_Exercise objective_: At the line that includes "Identify the fender", begin writing out the entries below exactly, and continue through the last line without adding anything.

_Items from a dataset_:

----------------------------------------

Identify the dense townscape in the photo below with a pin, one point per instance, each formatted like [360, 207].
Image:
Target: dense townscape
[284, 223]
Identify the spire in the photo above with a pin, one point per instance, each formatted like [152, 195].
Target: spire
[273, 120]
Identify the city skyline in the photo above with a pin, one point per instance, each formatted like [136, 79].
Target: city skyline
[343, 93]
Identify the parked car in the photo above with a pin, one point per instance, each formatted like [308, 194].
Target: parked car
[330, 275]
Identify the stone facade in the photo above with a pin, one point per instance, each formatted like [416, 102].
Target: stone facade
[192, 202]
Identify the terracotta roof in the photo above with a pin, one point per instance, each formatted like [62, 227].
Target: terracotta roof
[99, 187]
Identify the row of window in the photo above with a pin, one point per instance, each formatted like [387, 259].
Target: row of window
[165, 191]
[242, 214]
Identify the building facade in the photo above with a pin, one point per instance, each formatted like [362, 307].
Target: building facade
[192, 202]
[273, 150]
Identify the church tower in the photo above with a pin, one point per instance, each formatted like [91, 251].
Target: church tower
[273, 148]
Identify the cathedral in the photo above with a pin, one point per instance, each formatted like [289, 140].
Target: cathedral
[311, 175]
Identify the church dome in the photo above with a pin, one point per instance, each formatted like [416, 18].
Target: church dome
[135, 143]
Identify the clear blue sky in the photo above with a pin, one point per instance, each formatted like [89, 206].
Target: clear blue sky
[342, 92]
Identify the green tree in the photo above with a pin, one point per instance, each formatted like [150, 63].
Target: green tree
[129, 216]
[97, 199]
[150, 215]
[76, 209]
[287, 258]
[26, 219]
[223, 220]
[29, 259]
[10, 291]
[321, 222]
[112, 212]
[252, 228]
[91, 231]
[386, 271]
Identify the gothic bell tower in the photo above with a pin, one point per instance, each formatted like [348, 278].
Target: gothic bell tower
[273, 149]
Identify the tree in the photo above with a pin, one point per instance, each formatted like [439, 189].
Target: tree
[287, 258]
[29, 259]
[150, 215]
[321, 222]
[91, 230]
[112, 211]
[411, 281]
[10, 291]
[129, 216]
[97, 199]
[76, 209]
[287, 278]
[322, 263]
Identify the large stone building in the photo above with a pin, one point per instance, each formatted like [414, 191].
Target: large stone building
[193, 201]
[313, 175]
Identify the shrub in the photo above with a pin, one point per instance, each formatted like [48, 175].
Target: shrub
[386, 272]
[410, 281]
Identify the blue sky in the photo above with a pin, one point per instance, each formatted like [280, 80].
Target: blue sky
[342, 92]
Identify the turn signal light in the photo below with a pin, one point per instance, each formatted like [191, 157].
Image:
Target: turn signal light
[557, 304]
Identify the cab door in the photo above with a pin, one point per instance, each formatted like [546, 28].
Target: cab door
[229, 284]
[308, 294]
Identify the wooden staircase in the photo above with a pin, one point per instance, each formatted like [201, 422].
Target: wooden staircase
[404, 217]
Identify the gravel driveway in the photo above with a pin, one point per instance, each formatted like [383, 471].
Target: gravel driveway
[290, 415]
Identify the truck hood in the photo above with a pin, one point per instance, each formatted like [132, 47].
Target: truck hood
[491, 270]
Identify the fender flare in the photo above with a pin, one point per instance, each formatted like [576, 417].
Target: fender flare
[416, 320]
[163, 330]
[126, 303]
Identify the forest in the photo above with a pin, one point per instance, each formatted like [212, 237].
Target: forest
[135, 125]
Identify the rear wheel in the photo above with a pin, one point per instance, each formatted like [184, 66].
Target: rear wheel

----------------------------------------

_Task output_:
Identify the fender flare in the photo above with a pin, one point per instance, each formatted like [576, 417].
Target: fender flare
[416, 320]
[163, 330]
[126, 303]
Identify the forest in the photo above with a pin, one point per instance, each formatted like [212, 237].
Target: forest
[135, 125]
Identify the rear wheel in the photo above with a pin, one point per instance, each formatted like [184, 66].
Target: rear wheel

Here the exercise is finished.